* Travail demandé
Énumérez les chefs de demande que la requérante adresse à la Cour dans l'extrait retenu.

==== Extrait retenu

Par une ordonnance n° 1705749 du 14 septembre 2017, la présidente du Tribunal administratif de Versailles a rejeté cette demande.
Procédure devant la Cour :
Par une requête et un mémoire, enregistrés respectivement le 6 novembre 2017 et le 11 mars 2018, MmeA..., représentée par Me Doumouya, avocat, demande à la Cour, dans le dernier état de ses écritures :
1° d'annuler cette ordonnance ;
2° d'annuler, pour excès de pouvoir, cette décision ;
3° d'enjoindre au préfet des Hauts-de-Seine de lui délivrer une carte de séjour temporaire portant la mention " vie privée et familiale " ;
4° de mettre à la charge de l'Etat le versement d'une somme de 1 000 euros sur le fondement des dispositions de l'article L. 761-1 du code de justice administrative.

========
==== Matériel fourni

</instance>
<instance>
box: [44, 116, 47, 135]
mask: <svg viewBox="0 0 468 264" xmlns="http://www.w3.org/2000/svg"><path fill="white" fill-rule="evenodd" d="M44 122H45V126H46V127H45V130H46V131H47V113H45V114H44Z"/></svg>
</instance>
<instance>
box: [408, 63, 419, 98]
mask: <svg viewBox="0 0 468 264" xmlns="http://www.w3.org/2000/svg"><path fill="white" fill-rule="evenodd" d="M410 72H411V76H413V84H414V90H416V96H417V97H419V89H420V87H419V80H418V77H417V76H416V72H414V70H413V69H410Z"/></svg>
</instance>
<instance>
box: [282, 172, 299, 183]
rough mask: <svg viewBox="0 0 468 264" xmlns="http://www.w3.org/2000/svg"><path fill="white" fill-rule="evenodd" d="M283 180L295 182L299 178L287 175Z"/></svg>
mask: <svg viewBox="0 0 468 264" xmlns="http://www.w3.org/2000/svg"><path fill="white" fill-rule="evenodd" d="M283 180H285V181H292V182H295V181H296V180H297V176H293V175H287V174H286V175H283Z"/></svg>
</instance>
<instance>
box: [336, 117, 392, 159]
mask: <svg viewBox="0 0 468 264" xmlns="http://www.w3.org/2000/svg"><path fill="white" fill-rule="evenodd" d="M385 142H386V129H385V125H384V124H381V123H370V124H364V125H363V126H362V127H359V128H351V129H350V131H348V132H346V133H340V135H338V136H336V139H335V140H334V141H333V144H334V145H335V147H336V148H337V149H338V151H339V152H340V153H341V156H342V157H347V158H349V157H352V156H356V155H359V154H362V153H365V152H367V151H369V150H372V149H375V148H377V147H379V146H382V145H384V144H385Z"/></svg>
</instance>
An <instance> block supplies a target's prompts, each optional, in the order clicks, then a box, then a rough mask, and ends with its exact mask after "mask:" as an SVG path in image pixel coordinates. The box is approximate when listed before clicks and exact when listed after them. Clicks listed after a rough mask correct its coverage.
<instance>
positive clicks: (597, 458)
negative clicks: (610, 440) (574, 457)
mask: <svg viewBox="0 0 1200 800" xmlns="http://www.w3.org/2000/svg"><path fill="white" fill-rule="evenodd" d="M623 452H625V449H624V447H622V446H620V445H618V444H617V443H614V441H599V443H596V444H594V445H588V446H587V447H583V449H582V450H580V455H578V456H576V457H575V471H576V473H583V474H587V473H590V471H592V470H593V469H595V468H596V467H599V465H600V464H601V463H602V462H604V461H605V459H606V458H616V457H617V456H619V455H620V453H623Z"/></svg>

========

* Corrigé
1° Annuler l'ordonnance.
2° Annuler la décision pour excès de pouvoir.
3° Enjoindre au préfet des Hauts-de-Seine de lui délivrer une carte de séjour temporaire portant la mention " vie privée et familiale ".
4° Mettre à la charge de l'Etat le versement d'une somme de 1 000 euros sur le fondement des dispositions de l'article L. 761-1 du code de justice administrative.